Dataset entries:
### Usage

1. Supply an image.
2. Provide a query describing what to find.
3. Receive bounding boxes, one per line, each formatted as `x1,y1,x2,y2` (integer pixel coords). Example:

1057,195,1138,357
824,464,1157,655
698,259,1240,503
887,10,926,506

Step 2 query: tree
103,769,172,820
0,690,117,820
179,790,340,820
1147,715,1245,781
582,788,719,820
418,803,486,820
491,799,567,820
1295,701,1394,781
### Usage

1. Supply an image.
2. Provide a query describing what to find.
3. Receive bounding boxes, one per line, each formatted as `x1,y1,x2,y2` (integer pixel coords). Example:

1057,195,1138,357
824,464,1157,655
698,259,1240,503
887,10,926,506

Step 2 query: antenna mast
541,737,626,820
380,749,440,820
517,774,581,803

...

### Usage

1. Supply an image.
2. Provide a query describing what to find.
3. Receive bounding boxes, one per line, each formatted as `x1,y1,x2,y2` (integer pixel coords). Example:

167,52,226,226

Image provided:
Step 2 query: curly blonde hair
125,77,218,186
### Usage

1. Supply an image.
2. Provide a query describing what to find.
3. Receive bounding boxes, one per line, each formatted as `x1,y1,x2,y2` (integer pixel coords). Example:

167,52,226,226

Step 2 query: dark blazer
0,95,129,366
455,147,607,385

**Your task:**
Please list each line in the material above that contains the word "Step". Matches must have the same capitalization.

**Answer to this exercise:**
Step 2 query: tree
Step 2 query: antenna mast
Step 2 query: curly blonde hair
Step 2 query: dark blazer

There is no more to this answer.